ЗАДАНИЯ:
A. В каком произведении Критий объясняет происхождение религиозных верований, согласно тексту о древнегреческой критике религии?
B. Продолжите текст о древнегреческой критике религии, начав сразу после его последнего предложения.

Одним из ранних представителей древнегреческой, критической по отношению к религии, философии является Ксенофан Колофонский. Он обратил внимание на антропоморфность греческих мифов в целом, а также на антропоморфность богов отдельных народов: «Черными мыслят богов и курносыми все эфиопы, / Голубоокими их же и русыми мыслят фракийцы»[15].

Критикуя современные ему верования, Ксенофан тем не менее оставался в рамках религиозной парадигмы, предлагая взамен единого всемогущего Бога.

Оставаясь в целом на религиозных позициях, свою трактовку появления у людей религиозного сознания предложил атомист Демокрит: «Древние люди, наблюдая небесные явления, как, например, гром и молнию, перуны и соединения звезд, затмения Солнца и Луны, были поражены ужасом, полагая, что боги суть виновники этих явлений»[16].

Свою версию происхождения религиозных верований, а значит, и природы религиозного сознания, выдвинул софист Критий. В произведении «Сизиф» Критий объясняет, что в древние времена, когда не было закона и люди жили подобно диким зверям, возникла потребность в порядке. Законы были придуманы и введены, но это не избавило общество от преступлений, которые теперь стали совершаться тайно. И тогда: «нашелся хитрый и умный человек, который придумал для людей страх перед богами, с тем чтобы преступники испытывали боязнь даже тогда, когда свои преступления они совершали тайно, или просто произносили дурные слова, или даже думали дурно» [17].

Позиция Крития представляется оригинальной с той точки зрения, что он предполагает не естественную, а антропогенную версию происхождения религиозного сознания. С его точки зрения, оно было навязано людям наиболее хитрыми представителями общества, которые в силу своей неразвитости поверили в существование богов.

ЗАПИСИ:
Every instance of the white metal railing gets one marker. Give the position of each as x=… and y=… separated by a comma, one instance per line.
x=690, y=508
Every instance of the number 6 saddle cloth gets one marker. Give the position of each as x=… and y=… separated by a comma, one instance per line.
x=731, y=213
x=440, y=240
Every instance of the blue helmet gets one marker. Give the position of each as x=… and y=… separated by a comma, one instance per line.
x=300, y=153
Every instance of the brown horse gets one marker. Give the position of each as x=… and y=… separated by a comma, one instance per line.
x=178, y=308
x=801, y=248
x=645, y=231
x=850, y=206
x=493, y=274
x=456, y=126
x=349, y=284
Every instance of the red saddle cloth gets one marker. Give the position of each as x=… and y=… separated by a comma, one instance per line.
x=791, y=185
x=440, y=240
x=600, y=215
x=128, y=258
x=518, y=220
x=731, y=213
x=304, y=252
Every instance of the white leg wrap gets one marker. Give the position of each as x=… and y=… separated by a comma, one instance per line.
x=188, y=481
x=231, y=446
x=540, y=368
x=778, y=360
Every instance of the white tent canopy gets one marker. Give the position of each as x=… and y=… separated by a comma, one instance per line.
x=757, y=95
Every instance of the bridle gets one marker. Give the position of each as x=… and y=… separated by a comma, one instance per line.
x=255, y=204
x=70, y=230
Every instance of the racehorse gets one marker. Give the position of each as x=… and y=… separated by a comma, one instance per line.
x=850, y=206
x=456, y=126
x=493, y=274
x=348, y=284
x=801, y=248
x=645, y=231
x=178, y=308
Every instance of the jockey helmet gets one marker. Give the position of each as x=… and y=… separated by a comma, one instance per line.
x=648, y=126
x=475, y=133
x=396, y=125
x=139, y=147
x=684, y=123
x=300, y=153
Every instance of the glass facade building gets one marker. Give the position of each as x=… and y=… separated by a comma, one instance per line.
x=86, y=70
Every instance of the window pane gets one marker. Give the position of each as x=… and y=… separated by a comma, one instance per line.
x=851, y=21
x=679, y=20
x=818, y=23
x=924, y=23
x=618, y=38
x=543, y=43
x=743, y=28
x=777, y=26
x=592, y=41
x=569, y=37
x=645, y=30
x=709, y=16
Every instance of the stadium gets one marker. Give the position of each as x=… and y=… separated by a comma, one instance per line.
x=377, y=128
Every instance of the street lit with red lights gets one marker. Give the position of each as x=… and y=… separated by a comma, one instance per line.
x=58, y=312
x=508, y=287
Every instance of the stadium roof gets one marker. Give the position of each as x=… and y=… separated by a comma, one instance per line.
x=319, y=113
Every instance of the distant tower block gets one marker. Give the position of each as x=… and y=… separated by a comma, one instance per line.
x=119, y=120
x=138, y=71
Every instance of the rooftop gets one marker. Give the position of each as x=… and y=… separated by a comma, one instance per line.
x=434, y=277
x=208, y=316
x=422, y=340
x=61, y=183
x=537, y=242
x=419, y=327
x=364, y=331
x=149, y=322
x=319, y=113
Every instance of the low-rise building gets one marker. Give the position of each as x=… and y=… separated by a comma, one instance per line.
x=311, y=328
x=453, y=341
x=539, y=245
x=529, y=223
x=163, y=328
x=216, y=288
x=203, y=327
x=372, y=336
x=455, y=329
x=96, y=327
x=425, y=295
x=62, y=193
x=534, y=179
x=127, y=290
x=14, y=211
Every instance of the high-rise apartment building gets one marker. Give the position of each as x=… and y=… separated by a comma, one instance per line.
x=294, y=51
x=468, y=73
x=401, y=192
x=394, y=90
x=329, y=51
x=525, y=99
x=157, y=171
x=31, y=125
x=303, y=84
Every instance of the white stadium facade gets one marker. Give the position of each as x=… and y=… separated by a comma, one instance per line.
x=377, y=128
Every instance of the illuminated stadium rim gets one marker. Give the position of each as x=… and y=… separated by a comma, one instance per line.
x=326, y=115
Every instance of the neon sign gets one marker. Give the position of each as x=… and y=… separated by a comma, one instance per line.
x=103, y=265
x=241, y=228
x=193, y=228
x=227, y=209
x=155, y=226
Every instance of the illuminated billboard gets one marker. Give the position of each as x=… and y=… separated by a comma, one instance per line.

ОТВЕТЫ:
A. В произведении «Сизиф».

B.
Известно скептическое отношение к существованию богов и со стороны представителя старших софистов Протагора: «О богах я не могу знать ни того, что они существуют, ни того, что их нет, ни того, каковы они по виду»[18]. При этом Протагор поясняет, что его сомнения связаны не просто с недоверием или неверием, но с вполне конкретными объективными причинами, от него не зависящими: «Ибо многое препятствует знать [это]: и неясность [вопроса], и краткость человеческой жизни»[19]. Релятивизм Протагора носил относительный характер, в то время как другой софист, Продик с острова Киосс (Киосский) уже прямо рассматривал религиозные верования с антропологических позиций.

Цицерон свидетельствовал: «Продик… сказал, что те предметы, которые были полезны для жизни людей, были занесены в число богов»[20]. О том же, но более подробно писал Секст: «Продик же Кеосский говорит: «Солнце, луну, реки, источники и вообще все, что полезно для нашей жизни, древние признали богами вследствие получаемой от них пользы, подобно тому как египтяне обоготворили Нил; по этой-то причине хлеб был признан Деметрой, вино – Дионисом, вода – Посейдоном, огонь – Гефестом и вообще каждая из употреблявшихся на пользу людям вещей была подобным образом обоготворена» [21].

Таким образом, представители древнегреческих философских школ одними из первых обратили внимание на то, что религиозное сознание человека отнюдь не обязательно является божественным по своей природе. Вера может быть продиктована более земными мотивами. В частности польза, страх перед явлениями природы, а также навязанная воля рассматривались ими как основной фактор формирования у людей религиозных представлений. Софисты пытались осмыслить религию с одной стороны как социальный феномен, с другой – как явление, отражающее особенности индивидуального сознания человека. Но очевидно, что подавляющее число древнегреческих философов не выходило за рамки религиозных представлений своего времени.

В IV–III веке до н. э. Эвгемер выдвинул версию, что боги – это обожествленные в древности цари, учредившие свои культы.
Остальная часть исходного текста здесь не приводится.